■ Work to complete
**a)** Answer these questions from the conference post:
(i) At which venue was the conference held?
(ii) What was the conference's theme?
(iii) Who is named as the writer's supervisor and Head of Department?
**b)** Resume the conference post from the point where it stops.

■ Text excerpt

====

Posted on July 04, 2022
In part to mark the 30th anniversary of the establishment of the liberation movement archives at the University of Fort Hare’s National Heritage and Cultural Studies centre (NAHECS), the University of Fort Hare’s Department of History and NAHECS hosted the 28th Biennial Conference of the Southern African Historical Society (SAHS) at the Regent Hotel Conference Centre in East London.
The conference was attended by a diverse coterie of historians, archivists and related scholars from the southern African region as well as internationally. Held from 28 to 30 June, the conference was themed, “Expanding Margins: New and Lingering Questions and Debates on Southern African Histories”.
As part of my induction into the discipline, I was privileged to present a paper at the conference alongside my supervisor and Head of Department, Prof Karen Harris and her colleagues Prof Tinashe Nyamunda and Dr Ian Macqueen, postdoctoral fellow Dr Brooks Marmon, as well as master’s student Lisa McDermid.

====

■ Provided data

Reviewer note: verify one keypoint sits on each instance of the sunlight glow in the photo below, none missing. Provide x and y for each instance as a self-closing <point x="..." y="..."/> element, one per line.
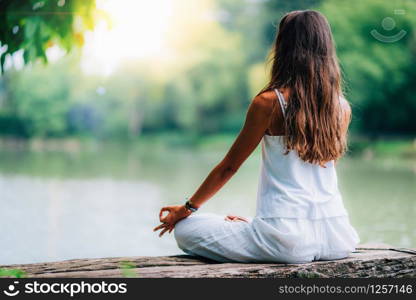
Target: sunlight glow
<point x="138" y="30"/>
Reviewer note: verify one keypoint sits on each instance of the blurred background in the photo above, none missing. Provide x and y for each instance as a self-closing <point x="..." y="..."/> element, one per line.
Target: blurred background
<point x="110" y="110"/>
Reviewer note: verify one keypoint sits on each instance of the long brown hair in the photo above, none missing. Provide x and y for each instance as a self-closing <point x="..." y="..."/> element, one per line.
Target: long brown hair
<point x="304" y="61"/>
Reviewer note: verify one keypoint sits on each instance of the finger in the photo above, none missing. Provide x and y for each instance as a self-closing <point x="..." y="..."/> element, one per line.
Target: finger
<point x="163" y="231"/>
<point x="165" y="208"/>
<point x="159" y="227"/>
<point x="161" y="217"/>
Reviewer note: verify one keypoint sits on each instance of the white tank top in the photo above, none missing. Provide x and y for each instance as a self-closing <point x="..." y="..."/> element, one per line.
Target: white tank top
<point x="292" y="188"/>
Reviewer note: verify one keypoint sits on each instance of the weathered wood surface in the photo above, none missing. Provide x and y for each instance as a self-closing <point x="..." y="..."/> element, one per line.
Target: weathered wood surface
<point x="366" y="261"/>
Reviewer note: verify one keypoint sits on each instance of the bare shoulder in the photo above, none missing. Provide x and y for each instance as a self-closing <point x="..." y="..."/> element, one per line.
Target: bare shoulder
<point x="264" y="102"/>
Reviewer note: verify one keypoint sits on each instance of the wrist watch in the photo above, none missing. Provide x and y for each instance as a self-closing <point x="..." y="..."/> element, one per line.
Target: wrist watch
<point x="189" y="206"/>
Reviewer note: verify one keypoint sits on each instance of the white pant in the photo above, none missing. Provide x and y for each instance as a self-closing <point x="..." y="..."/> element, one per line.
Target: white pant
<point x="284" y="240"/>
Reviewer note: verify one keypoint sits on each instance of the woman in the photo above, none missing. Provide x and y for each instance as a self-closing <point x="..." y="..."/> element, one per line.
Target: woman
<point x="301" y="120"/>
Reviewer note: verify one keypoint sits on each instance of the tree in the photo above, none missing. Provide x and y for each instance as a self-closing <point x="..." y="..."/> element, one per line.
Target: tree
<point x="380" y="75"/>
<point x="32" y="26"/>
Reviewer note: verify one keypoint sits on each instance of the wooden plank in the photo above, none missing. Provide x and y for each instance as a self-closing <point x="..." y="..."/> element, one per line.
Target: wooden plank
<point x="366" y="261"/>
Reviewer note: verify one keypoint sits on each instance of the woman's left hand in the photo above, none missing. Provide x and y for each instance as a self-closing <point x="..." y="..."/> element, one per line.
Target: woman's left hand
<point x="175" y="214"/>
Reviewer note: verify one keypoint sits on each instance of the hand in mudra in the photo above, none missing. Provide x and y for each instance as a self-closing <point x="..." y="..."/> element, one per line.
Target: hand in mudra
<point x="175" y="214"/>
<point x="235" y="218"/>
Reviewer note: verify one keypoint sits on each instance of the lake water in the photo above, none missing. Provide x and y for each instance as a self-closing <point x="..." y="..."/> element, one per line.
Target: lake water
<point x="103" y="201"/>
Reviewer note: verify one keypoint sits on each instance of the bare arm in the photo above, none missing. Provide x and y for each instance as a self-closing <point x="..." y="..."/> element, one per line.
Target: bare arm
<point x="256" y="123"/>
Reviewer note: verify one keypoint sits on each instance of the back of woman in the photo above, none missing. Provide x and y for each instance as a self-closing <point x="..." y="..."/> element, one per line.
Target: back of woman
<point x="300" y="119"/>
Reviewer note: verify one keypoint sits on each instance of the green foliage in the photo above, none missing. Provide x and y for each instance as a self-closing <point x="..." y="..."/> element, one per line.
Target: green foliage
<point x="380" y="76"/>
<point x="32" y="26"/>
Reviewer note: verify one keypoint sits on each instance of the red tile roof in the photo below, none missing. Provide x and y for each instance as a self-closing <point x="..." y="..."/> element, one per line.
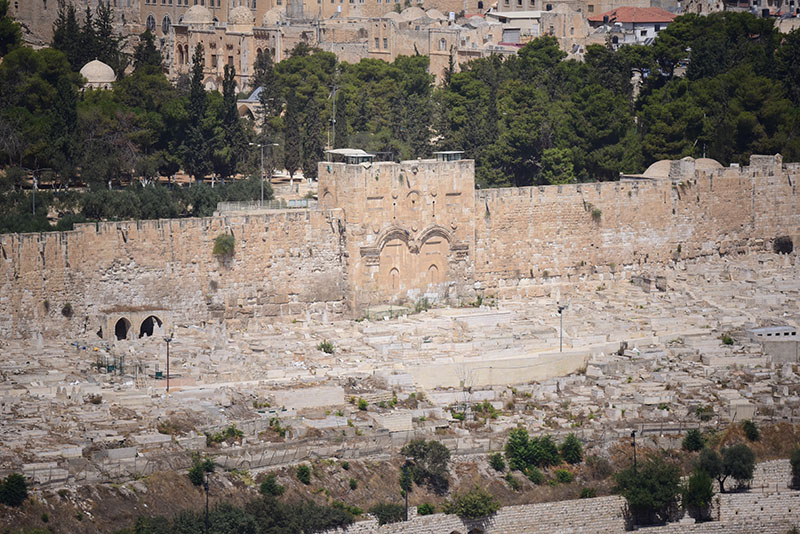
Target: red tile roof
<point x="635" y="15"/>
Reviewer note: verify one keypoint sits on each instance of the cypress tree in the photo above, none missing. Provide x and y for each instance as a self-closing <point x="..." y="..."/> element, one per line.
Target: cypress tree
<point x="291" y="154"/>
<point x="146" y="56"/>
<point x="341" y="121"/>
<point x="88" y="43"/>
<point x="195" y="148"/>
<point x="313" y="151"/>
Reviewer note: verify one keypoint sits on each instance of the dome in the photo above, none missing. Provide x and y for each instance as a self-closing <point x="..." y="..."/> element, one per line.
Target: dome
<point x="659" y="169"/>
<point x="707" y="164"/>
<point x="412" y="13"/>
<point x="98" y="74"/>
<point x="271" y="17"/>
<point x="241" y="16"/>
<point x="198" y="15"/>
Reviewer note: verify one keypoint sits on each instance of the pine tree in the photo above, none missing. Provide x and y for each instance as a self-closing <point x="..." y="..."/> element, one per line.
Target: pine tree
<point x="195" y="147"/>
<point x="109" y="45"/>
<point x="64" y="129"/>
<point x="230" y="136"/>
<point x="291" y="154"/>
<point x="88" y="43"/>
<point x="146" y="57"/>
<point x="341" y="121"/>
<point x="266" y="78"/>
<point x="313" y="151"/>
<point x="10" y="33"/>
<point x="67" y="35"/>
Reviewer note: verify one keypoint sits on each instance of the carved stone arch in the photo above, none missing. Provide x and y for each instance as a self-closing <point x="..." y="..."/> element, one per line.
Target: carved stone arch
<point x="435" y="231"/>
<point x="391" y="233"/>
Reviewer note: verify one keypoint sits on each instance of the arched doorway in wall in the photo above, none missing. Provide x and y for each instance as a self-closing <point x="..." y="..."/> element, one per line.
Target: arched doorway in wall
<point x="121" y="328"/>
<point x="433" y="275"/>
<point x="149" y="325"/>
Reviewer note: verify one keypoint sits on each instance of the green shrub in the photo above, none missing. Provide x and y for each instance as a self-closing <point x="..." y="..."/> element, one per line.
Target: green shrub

====

■ Answers for this exercise
**a)**
(i) The Regent Hotel Conference Centre in East London.
(ii) "Expanding Margins: New and Lingering Questions and Debates on Southern African Histories."
(iii) Prof Karen Harris.

**b)**
Dr Macqueen presented a paper on “Patrick Mabinda: The experience of a South African exile in Communist Poland (1977 – c. 1989)”. Prof Harris presented on “An expanding East: Early Southern African accounts of China in Africa”, Prof Nyamunda presented a paper on “Zimbabwean immigrants in the UK, c. 2000 – 2020: Away from home or making homes away?”, Dr Marmon spoke on "The Rise and Demise of a Pro-nationalist Daily Newspaper in Colonial Zimbabwe", Lisa McDermid presented a paper “The South African History curriculum: Nationalist ideologies & postapartheid curriculum reforms, 1998-2007”, and I presented a paper on “SOMAFCO: the ANC school in exile”, which is the subject of my PhD study.
The conference was opened by Prof Sakhile Buhlungu, the Vice-Chancellor and Principal of the University of Fort Hare, who lamented having to host the conference in East London rather than the historic University of Fort Hare campus in eDikeni (Alice) with its rich history in the making of modern South Africa.
University of Fort Hare’s Professor Luvuyo Wotshela, the outgoing president of the Society, delivered a conference worthy of the historic occasion marked by contemporary reminders of the persistent challenges South Africa faces with the intermittent load shedding constantly disrupting conference proceedings.
Notwithstanding the level 6 load shedding status during the conference, delegates and attendees seemed buoyed by the society’s first face-to-face proceedings since the advent of the Covid-19 pandemic and its disruption of life as we knew it. Given the further relaxation of the Covid-19 restrictions, attendees assailed the load shedding disruptions with indefatigably bright smiles and great camaraderie. Everyone seemed genuinely pleased to see each other and I felt welcomed into the discipline by enthusiastic scholars who seemed more interested in what I thought and had to say than I ever expected.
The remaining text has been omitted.